* Begin Dataset content *

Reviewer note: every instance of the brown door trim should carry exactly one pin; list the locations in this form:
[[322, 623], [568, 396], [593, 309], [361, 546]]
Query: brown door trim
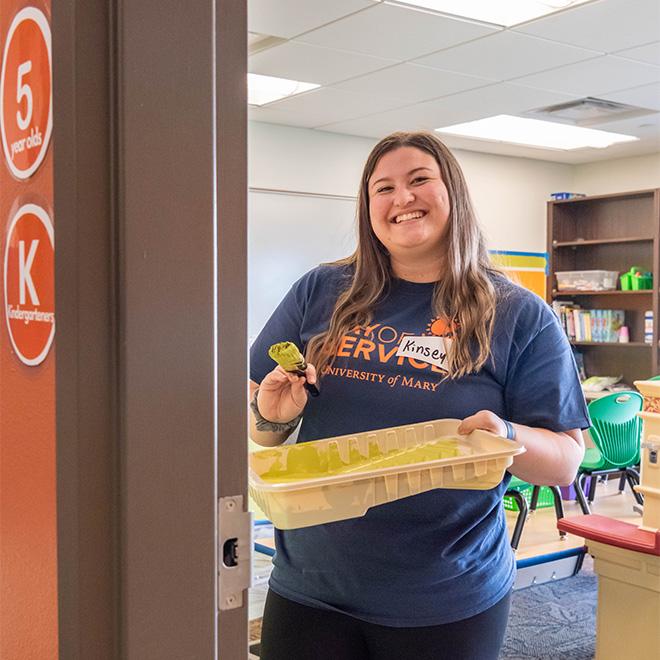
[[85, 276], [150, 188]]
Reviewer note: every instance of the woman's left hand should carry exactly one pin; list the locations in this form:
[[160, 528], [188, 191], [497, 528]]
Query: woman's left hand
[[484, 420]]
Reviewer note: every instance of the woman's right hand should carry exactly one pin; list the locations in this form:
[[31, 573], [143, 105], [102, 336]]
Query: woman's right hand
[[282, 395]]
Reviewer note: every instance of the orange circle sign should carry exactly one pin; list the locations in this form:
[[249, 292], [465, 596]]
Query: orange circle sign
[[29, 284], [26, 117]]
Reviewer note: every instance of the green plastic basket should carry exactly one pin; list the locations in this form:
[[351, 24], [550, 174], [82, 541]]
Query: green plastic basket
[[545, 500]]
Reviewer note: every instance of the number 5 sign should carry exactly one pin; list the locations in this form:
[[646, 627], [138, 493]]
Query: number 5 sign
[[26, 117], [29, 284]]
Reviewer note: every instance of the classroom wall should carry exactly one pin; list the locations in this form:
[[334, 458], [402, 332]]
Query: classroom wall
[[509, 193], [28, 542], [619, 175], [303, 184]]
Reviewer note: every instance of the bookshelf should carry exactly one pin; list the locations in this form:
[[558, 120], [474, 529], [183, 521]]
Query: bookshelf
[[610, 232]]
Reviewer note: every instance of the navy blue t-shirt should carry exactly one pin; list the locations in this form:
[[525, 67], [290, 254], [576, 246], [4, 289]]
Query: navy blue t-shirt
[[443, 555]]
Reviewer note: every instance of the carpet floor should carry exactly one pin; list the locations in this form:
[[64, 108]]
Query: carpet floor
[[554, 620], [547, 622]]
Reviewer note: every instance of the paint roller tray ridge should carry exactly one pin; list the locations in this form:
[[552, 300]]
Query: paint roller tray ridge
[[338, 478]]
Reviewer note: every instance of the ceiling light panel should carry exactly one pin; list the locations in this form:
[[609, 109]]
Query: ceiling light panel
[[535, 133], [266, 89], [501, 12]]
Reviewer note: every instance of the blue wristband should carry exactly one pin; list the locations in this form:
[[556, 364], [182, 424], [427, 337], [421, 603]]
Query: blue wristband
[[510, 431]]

* End Dataset content *
* Begin Dataset content *

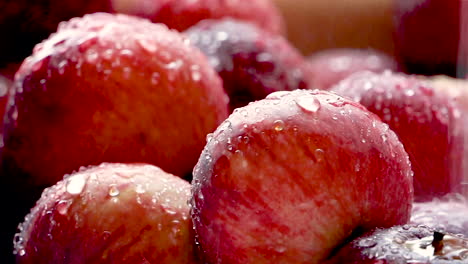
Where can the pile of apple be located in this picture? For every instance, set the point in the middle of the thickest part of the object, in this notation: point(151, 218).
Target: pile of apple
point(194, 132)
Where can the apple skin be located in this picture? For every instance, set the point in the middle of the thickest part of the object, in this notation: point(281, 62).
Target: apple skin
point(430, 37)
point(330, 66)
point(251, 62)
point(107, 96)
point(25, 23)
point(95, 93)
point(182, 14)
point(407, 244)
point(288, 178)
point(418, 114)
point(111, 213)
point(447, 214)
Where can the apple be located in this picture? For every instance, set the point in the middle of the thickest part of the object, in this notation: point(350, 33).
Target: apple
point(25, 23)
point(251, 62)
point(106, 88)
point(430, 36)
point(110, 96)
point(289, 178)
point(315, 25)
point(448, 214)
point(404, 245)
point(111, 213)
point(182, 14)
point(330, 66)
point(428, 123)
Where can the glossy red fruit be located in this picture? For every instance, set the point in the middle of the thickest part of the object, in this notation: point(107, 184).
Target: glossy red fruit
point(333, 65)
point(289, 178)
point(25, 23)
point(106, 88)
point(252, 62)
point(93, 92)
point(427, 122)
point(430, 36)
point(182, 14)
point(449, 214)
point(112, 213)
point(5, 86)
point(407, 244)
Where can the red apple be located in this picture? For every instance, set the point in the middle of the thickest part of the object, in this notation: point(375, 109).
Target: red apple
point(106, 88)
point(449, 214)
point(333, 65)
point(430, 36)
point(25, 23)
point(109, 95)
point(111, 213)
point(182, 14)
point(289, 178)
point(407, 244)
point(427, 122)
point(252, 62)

* End Dataset content *

§ **Aim**: Please change "bookshelf" to "bookcase" in the material starting at the line that contains "Reviewer note: every instance of the classroom" and ending at the line that contains "[[535, 133], [266, 89], [501, 12]]". Return only those lines, with everything else left as it is.

§ **Correct result**:
Reviewer note: every instance of the classroom wall should carry exactly one pin; list the locations in this form:
[[334, 458], [402, 332]]
Query: classroom wall
[[509, 193], [28, 542], [619, 175], [303, 184]]
Reviewer note: every instance of the bookcase should carry exactly one pin; list the locations in this form:
[[558, 120], [474, 529], [183, 521]]
Query: bookcase
[[610, 232]]
Reviewer note: every instance of the navy blue t-shirt should carry exactly one pin; list the locations in this form:
[[525, 67], [290, 254], [576, 246], [4, 289]]
Query: navy blue t-shirt
[[443, 555]]
Reviewer note: every instance of the carpet floor should carry exactly one pin; list the locations in this form:
[[64, 108]]
Query: carpet floor
[[554, 620], [547, 622]]
Reviewer note: every instance of the paint roller tray ridge should carry exactly one pin; list the locations in this form:
[[552, 300]]
Query: paint roller tray ridge
[[338, 478]]
Reviewer note: every instance of the ceiling light panel should carry exactly one pin; list the locations in this form:
[[609, 109]]
Query: ceiling light panel
[[535, 133], [266, 89], [501, 12]]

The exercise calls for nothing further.